▶ [Written request]
Locate every line in the records below that includes the word "window" and copy each of those lines out in full.

▶ [Data shown]
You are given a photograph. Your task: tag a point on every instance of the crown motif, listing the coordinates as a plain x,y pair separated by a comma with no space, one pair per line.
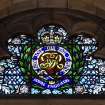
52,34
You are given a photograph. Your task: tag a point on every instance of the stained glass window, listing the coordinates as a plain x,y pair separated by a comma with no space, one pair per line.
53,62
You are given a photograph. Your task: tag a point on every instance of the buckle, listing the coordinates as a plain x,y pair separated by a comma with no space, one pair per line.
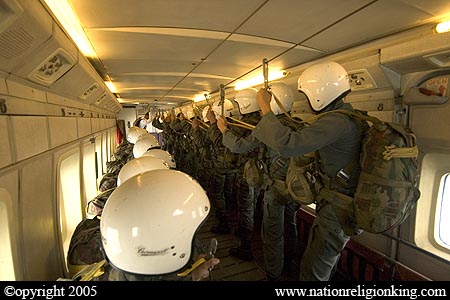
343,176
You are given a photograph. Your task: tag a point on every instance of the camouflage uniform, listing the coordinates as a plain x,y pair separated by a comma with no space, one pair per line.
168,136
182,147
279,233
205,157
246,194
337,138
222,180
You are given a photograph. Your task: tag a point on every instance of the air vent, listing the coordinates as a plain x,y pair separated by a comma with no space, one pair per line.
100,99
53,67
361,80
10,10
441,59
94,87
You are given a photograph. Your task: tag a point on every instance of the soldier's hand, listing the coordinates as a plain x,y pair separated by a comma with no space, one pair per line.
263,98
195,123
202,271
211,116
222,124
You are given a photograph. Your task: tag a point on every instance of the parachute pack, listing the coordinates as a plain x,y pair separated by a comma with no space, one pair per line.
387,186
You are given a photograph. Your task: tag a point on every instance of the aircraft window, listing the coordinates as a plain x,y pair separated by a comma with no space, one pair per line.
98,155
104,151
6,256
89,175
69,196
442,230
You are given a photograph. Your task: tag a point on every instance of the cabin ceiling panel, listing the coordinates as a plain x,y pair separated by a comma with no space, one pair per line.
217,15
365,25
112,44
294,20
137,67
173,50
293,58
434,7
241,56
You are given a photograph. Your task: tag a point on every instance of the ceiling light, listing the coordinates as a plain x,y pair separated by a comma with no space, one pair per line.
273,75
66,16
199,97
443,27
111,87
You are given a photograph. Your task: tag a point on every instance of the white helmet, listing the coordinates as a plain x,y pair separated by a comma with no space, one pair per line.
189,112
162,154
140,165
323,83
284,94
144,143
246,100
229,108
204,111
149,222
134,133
--
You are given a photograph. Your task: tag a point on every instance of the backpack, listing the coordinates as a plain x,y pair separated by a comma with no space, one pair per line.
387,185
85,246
---
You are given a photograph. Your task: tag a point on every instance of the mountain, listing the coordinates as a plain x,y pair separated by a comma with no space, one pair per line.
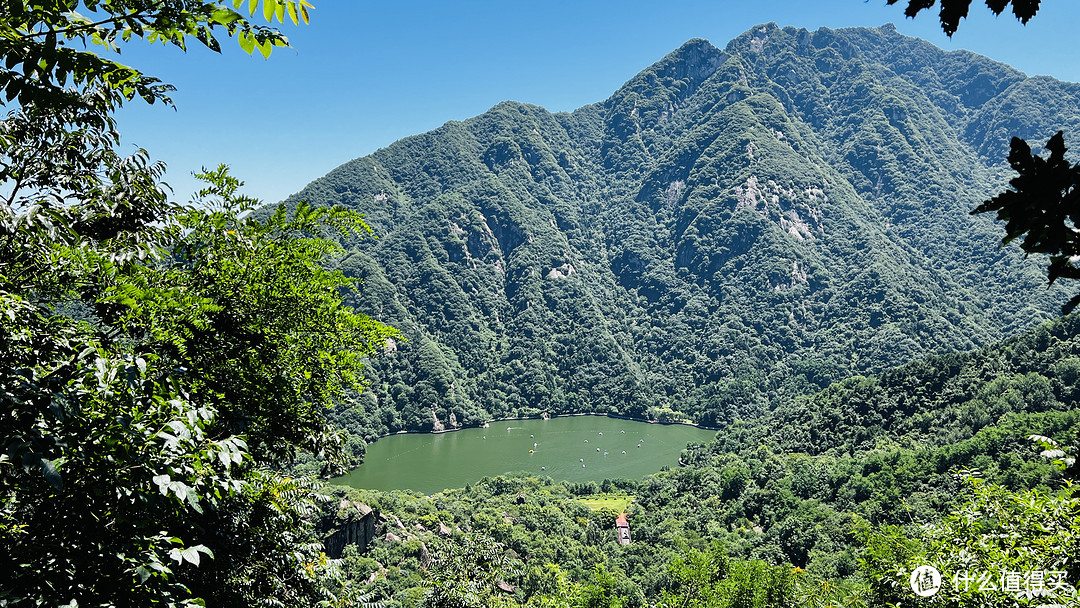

▶ [Exercise solution]
You are given a photograph. Your task: tag a point on every instance of the stained glass window, listing the coordinates as a plain x,y pair separated by a comma with no space, one pair per line.
You are given a photograph. Your task: tag a point on every instance of the aircraft window, listing the coordinates as a plain x,y pair separated by a comma with no space, one pair per line.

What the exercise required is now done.